▶ [Objectif A] D'après le texte à lire, pourquoi la remarque évoquée jette-t-elle une ombre sur la place de l'Égypte parmi les splendeurs du monde ? Expliquez-le, s'il vous plaît, en une à trois phrases.
▶ [Objectif B] Dans le texte à lire, au-dessous de quel siècle l'auteur ne fait-il pas descendre ses considérations ?
▶ [Objectif C] Reprenez le passage du texte à lire qui s'ouvre sur les mots contenant « À la vérité, le » et se clôt sur « soulève des objections. », en substituant « Ramsès » à « Sésostris ».

▶ [Texte à lire]
Il est impossible que les plus fervents admirateurs de l’ancienne Égypte n’aient pas été frappés d’une remarque qui forme un singulier contraste avec l’auréole dont l’imagination entoure ce pays. Cette remarque ne laisse pas que de jeter une ombre fâcheuse sur la place qu’il occupe parmi les splendeurs du monde : c’est l’isolement à peu près entier dans lequel il a vécu vis-à-vis des États civilisés de son temps. Je parle, bien entendu, de l’ancien empire, et surtout, comme pour les Assyriens, je ne fais pas descendre au-dessous du septième siècle avant J.-C. le texte de mes considérations actuelles[7].

À la vérité, le grand nom de Sésostris plane sur toute l’histoire de l’Égypte primitive, et notre esprit, s’étant accoutumé à enchaîner derrière le char de ce vainqueur des populations innombrables, se laisse aller aisément à promener avec lui les drapeaux égyptiens du fond de la Nubie aux colonnes d’Hercule, des colonnes d’Hercule à l’extrémité sud de l’Arabie, du détroit de Bab-el-Mandeb à la mer Caspienne, et à les faire rentrer à Memphis, entourés encore des Thraces et de ces fabuleux Pélasges dont le héros égyptien est censé avoir dompté les patries. C’est un spectacle grandiose, mais la réalité en soulève des objections.

▶ [Matériel]
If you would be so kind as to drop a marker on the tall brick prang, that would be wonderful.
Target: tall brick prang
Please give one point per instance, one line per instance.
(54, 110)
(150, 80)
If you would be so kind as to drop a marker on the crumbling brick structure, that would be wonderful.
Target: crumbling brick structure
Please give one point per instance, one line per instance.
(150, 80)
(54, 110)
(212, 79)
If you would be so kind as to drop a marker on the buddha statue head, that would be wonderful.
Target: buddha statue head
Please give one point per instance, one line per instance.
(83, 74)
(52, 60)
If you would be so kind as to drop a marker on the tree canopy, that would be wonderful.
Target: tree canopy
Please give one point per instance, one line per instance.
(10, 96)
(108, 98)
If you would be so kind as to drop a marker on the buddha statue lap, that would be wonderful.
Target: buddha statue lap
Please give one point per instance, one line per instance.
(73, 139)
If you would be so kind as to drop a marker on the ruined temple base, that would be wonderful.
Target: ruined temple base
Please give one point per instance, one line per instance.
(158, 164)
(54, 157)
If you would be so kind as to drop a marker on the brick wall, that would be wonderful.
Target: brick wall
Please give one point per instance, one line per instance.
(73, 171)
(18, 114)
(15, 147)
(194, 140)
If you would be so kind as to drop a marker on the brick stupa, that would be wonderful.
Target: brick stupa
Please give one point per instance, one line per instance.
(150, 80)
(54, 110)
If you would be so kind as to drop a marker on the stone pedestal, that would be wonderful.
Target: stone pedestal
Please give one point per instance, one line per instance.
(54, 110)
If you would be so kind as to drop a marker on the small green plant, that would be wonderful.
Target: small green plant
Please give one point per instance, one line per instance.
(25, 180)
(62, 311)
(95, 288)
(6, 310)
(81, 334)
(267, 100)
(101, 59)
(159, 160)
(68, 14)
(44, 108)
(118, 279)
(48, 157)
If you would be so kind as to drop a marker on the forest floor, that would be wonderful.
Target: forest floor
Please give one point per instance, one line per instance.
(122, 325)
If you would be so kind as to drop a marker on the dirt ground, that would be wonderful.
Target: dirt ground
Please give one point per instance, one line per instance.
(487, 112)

▶ [Résultat A] Cette remarque porte sur l'isolement à peu près entier dans lequel l'ancienne Égypte a vécu vis-à-vis des États civilisés de son temps. Ce constat forme un singulier contraste avec l'auréole dont l'imagination entoure ce pays.

▶ [Résultat B] Au-dessous du septième siècle avant J.-C.

▶ [Résultat C]
À la vérité, le grand nom de Ramsès plane sur toute l’histoire de l’Égypte primitive, et notre esprit, s’étant accoutumé à enchaîner derrière le char de ce vainqueur des populations innombrables, se laisse aller aisément à promener avec lui les drapeaux égyptiens du fond de la Nubie aux colonnes d’Hercule, des colonnes d’Hercule à l’extrémité sud de l’Arabie, du détroit de Bab-el-Mandeb à la mer Caspienne, et à les faire rentrer à Memphis, entourés encore des Thraces et de ces fabuleux Pélasges dont le héros égyptien est censé avoir dompté les patries. C’est un spectacle grandiose, mais la réalité en soulève des objections.